** Opening Dataset excerpts block **
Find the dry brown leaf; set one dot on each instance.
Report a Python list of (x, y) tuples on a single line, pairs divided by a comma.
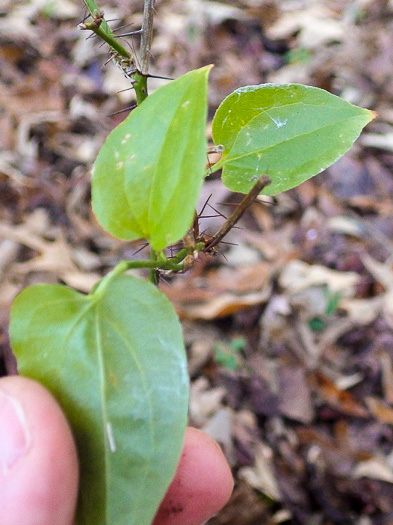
[(379, 409), (298, 275), (262, 476), (339, 399)]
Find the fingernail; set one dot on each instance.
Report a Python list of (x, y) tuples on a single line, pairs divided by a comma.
[(14, 432)]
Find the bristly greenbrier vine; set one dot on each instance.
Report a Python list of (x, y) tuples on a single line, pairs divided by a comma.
[(115, 358)]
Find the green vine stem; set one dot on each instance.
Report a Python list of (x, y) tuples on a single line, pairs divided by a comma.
[(95, 26), (175, 264)]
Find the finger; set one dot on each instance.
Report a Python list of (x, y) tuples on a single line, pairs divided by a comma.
[(202, 485), (38, 462)]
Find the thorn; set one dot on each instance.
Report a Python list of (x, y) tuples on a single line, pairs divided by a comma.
[(204, 206), (229, 243), (130, 108), (131, 33), (159, 76), (219, 213), (208, 216), (141, 248)]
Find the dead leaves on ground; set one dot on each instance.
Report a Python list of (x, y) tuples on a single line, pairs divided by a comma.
[(289, 329)]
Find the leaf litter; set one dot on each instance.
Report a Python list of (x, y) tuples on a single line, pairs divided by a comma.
** Closing Dataset excerpts block **
Please provide an exact transcription of each line from the one holding "Find the green" through the final line of the data above.

Response below:
Find the green vine stem; set one dot on each instance.
Report a Python list of (x, y) tuples on a single line, pairs divided by a comma.
[(95, 26), (175, 264)]
Find the finger; set one dot on each instance.
Report a Python list of (x, y) tuples on a single line, pairs divided by a comma.
[(202, 485), (38, 462)]
Find the thorn; set one dot on each instance.
Report a Python list of (x, y) tuples on a single line, pairs divided by a comma.
[(204, 206), (229, 243), (130, 108), (131, 33), (159, 76), (219, 213), (208, 216), (141, 248)]
Find the dead leaves on ground; set one dot on each instance.
Report a Python list of (x, y) tuples on a single line, pairs divided by a comma.
[(289, 329)]
Find the leaf litter; set one dot on each instance.
Report a Python list of (x, y) tuples on a single line, pairs divided by a comma.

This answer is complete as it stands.